(DATA PROVIDED)
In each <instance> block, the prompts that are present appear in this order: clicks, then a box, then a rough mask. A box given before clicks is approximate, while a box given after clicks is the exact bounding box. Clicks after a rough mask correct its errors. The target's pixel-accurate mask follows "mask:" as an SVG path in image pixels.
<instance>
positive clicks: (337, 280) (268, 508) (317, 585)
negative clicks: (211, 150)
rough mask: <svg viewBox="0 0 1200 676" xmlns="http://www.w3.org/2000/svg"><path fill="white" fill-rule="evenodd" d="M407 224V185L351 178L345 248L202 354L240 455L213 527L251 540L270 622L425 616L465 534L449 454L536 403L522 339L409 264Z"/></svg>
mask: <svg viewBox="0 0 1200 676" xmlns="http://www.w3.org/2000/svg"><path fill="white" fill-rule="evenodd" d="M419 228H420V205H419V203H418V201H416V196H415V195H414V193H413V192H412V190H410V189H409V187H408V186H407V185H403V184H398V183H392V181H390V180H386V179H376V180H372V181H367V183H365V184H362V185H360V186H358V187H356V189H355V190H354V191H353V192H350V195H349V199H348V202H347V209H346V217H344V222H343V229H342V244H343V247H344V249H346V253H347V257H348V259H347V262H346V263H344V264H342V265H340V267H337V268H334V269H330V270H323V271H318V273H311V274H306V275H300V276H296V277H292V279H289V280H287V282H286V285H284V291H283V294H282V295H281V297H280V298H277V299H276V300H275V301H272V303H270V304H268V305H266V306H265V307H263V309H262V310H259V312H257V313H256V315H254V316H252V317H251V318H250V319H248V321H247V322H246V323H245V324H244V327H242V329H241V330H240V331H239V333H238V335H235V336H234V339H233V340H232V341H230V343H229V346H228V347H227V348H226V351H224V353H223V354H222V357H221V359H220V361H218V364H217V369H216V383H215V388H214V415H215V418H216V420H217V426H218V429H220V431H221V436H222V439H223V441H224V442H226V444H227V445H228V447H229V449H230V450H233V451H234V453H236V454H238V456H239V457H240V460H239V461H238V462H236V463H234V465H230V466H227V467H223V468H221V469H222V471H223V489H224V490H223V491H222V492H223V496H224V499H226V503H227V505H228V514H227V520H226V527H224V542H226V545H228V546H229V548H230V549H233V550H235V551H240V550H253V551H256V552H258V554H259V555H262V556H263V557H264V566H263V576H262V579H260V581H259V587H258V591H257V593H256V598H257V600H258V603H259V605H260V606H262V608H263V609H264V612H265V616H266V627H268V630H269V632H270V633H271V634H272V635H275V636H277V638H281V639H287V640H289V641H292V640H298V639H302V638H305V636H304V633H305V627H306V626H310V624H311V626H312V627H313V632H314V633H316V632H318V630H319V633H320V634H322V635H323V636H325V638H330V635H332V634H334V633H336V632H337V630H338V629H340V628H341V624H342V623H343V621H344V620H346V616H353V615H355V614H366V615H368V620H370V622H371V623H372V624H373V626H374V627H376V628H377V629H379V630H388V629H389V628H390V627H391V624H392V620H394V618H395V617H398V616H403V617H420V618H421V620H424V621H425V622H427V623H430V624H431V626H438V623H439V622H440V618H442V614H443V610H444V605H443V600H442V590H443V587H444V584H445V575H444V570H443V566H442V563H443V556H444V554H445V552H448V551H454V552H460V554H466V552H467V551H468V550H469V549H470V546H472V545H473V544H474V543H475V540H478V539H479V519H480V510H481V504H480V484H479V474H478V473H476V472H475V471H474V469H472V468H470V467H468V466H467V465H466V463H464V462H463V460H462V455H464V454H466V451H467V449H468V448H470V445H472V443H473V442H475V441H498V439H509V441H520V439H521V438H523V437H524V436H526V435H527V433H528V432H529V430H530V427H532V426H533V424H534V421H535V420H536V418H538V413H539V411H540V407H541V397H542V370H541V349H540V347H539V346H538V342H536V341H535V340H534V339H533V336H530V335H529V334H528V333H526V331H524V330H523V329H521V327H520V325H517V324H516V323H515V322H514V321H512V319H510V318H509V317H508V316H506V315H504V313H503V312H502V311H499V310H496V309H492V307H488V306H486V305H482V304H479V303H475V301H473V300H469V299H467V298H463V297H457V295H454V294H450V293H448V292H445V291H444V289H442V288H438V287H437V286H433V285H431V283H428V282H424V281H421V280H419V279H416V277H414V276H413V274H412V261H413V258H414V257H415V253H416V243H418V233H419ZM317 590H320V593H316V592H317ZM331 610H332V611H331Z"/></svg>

(WHAT THIS TASK INVOLVES)
Search the records above for "clicks" and copy every line that has it.

(OUTPUT FOR THIS TASK)
In each <instance> block, the prompts that are present appear in this order: clicks, then a box, then a rough mask. A box given before clicks is approximate, while a box given after clicks is the exact bounding box. Clicks after a rough mask correct its errors. The target's pixel-accurate mask follows "mask:" as an SVG path in image pixels.
positive clicks: (337, 280) (268, 508) (317, 585)
negative clicks: (211, 150)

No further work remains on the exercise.